### What this task involves
Only the lines from the one with "Point out the vw logo" to the last line belong in your answer; write them out exactly and drop the pictures.

+ + +

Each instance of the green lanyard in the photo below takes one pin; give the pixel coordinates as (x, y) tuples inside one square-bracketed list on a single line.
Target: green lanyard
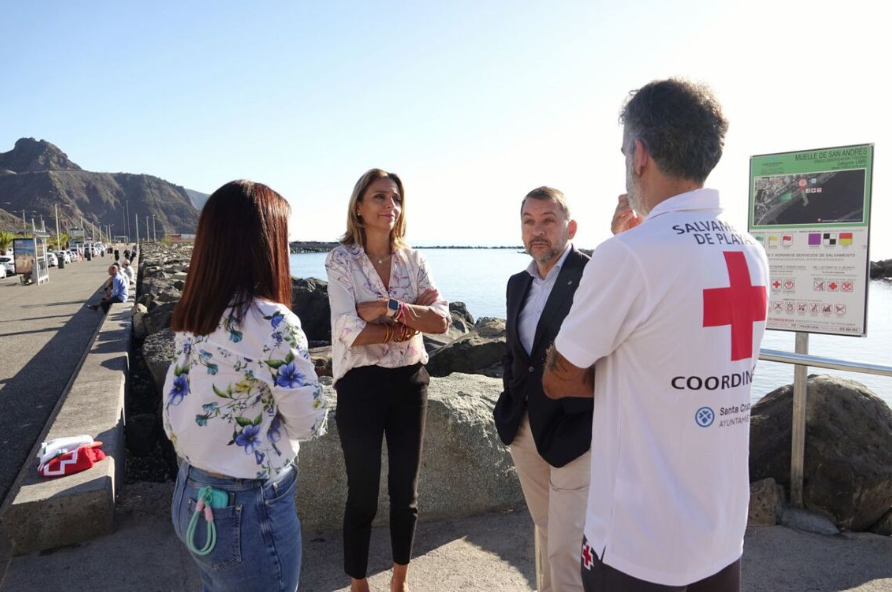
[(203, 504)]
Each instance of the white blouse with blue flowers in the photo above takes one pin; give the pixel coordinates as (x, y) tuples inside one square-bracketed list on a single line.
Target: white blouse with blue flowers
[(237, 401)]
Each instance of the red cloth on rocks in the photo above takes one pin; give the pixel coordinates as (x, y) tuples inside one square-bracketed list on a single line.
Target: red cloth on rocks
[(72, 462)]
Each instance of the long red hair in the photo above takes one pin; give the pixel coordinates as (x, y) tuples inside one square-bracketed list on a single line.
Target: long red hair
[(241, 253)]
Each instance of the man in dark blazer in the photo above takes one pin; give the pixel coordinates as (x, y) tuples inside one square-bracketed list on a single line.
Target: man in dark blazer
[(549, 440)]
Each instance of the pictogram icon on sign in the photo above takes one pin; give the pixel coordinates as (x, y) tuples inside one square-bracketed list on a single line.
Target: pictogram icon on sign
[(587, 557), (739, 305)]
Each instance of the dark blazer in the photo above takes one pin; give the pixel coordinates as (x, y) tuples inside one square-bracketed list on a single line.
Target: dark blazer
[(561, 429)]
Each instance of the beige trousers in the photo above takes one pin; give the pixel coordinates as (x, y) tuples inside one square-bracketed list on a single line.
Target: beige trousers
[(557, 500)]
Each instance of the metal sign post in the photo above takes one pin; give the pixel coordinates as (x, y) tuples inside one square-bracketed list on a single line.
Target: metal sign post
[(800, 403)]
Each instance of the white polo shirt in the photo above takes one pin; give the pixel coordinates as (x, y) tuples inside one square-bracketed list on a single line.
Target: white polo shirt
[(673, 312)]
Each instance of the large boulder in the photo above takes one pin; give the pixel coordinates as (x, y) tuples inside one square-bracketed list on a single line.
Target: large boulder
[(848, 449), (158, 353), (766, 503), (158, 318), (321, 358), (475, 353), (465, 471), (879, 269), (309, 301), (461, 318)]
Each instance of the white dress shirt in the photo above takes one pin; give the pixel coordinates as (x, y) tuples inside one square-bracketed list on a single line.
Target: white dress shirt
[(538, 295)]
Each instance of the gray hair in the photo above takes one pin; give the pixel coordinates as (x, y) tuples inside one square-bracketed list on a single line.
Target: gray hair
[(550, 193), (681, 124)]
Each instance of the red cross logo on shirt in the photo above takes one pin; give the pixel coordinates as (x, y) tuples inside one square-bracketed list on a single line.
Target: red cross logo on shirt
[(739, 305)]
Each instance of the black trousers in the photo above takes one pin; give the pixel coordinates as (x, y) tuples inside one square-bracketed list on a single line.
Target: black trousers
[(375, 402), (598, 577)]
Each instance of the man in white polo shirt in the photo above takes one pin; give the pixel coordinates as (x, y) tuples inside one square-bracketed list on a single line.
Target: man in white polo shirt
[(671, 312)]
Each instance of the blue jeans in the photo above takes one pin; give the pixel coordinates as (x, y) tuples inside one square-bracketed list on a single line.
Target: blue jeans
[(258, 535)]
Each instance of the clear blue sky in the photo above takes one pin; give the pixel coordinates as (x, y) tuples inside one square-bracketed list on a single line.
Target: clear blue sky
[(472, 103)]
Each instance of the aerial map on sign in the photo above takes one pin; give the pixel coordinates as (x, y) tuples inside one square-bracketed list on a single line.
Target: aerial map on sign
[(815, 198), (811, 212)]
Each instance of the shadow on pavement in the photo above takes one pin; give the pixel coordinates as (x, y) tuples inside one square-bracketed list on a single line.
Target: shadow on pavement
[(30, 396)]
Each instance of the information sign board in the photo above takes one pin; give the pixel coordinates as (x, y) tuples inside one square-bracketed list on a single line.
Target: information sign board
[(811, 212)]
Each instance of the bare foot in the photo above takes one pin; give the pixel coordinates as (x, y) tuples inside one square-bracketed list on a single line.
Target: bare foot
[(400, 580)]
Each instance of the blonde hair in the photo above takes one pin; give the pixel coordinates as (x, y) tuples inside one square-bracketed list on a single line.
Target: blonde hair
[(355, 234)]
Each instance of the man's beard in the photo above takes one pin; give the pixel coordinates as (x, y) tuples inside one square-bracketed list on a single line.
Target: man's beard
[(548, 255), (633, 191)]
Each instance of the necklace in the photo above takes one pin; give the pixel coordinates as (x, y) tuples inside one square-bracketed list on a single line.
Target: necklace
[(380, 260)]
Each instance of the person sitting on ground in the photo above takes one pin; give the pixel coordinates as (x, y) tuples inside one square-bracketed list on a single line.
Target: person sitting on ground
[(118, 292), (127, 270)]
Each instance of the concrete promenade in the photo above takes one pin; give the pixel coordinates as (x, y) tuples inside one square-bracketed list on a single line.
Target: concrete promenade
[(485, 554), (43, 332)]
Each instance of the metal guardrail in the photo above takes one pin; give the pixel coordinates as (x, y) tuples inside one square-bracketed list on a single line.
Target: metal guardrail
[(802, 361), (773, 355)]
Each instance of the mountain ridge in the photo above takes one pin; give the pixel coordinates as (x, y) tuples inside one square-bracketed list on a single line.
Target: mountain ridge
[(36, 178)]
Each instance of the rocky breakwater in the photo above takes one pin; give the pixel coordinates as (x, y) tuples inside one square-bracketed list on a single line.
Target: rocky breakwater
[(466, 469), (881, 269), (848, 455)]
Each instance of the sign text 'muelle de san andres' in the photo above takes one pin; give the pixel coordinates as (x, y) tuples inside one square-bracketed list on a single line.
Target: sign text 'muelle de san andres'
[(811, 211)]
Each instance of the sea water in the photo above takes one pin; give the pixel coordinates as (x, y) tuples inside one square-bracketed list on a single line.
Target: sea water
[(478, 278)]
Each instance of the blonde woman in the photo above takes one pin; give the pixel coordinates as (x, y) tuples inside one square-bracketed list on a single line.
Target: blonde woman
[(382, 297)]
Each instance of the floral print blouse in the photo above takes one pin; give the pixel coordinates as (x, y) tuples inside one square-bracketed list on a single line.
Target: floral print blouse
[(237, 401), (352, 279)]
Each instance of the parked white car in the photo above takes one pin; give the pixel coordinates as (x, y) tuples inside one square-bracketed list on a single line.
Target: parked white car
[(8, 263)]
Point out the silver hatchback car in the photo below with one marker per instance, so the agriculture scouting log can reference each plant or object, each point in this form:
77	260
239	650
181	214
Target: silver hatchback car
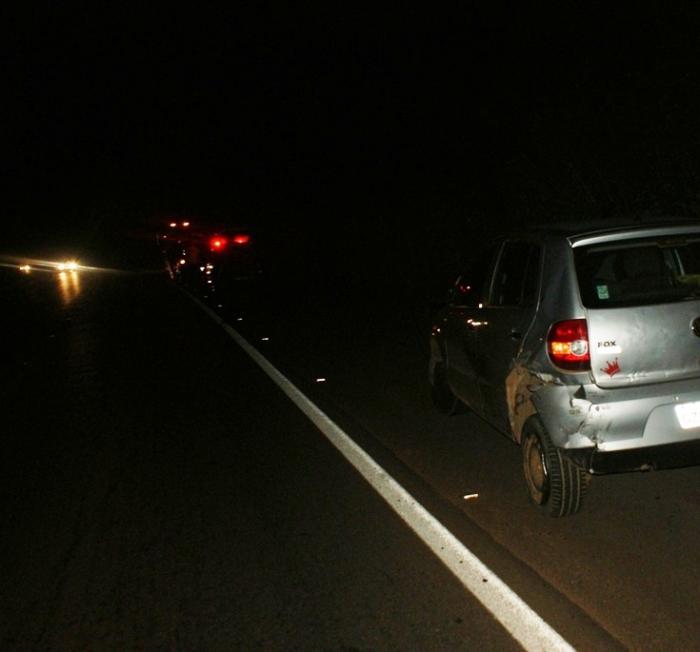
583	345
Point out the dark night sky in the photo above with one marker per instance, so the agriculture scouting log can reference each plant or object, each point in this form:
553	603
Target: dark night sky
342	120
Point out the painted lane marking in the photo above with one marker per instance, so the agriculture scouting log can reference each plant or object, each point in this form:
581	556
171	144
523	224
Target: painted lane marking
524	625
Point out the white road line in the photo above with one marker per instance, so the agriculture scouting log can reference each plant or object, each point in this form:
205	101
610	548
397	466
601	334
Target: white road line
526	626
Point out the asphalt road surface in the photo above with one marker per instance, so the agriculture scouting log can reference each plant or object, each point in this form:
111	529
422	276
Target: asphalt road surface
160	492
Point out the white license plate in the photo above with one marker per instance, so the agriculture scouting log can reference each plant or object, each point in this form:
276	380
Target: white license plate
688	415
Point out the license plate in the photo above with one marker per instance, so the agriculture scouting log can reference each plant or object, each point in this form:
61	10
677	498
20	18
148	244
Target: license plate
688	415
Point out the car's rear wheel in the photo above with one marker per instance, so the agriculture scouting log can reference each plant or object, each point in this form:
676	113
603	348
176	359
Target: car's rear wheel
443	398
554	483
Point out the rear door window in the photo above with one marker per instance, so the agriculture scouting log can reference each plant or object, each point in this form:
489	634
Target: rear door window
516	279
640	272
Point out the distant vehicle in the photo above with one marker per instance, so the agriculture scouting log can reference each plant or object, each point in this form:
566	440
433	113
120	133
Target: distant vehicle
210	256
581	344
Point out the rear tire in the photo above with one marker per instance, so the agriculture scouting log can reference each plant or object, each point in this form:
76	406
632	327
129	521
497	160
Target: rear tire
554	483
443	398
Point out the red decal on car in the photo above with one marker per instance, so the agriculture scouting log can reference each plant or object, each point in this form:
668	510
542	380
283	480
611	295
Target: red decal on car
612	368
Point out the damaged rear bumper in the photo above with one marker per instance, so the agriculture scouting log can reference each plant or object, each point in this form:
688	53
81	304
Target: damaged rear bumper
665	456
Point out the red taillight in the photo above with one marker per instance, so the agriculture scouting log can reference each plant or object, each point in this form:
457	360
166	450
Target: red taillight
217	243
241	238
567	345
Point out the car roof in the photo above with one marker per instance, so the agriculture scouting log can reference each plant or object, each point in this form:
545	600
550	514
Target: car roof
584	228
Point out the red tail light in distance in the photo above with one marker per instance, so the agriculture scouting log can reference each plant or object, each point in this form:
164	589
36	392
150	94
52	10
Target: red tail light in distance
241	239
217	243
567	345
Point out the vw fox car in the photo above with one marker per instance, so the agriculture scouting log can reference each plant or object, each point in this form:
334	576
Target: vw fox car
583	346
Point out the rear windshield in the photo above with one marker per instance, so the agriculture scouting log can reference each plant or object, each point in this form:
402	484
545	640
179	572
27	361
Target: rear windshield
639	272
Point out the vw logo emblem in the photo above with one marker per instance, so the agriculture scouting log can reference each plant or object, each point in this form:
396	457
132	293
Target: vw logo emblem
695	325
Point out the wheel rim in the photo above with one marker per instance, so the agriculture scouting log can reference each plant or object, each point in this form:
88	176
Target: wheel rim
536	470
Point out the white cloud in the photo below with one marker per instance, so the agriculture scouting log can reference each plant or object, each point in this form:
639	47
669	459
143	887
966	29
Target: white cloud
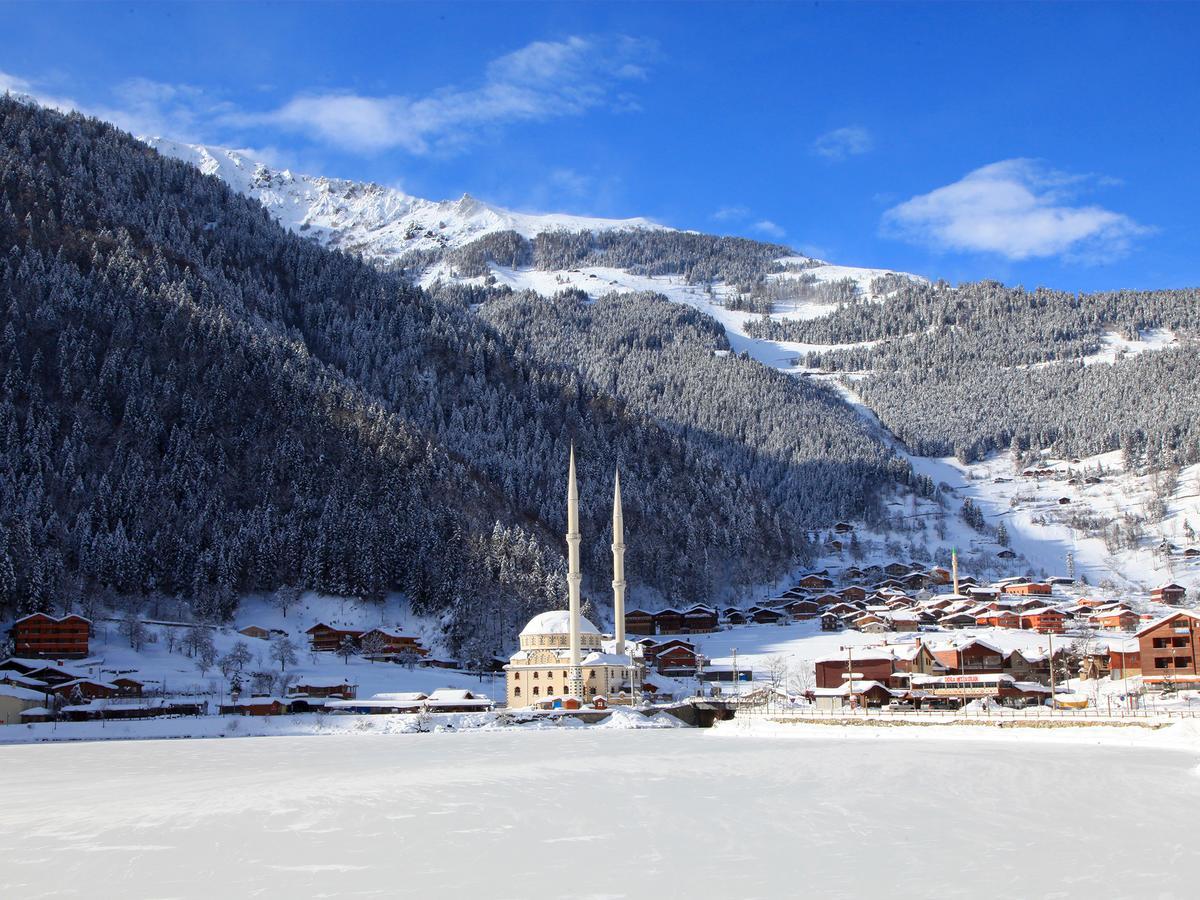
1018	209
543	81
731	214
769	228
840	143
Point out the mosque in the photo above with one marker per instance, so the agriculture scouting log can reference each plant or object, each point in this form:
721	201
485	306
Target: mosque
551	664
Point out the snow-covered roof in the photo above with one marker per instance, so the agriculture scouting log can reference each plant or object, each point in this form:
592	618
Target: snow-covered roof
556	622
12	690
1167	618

+ + +

### Correct response
Point out the vw logo emblem in the photo above with one marker per instance, so the agriculture scouting log can reference each plant or object, each point in this form:
396	457
132	293
Target: vw logo emblem
695	325
Point out the wheel rim in the photo above with one marker per instance, so the agriculture scouting log can reference each plant or object, each point in this form:
88	176
Target: wheel rim
536	470
Point out the white cloud in the photo below with one marker per instance, so the agriculture scouting log can reference each plant or object, each point in this form:
639	47
669	459
143	887
966	29
Target: white cloud
1018	209
543	81
731	214
769	228
840	143
Point out the mosque in the photo above with one marker per instance, so the agriculture scouting log can reference each plant or object, each point in this form:
721	201
485	306
Target: mosque
551	664
Point out the snow-covered roof in the photo above with one marker per instance, so the agriculture scouting log can reference each plant or object, each point in this form:
592	618
Target: snow-covered roof
556	622
12	690
1167	618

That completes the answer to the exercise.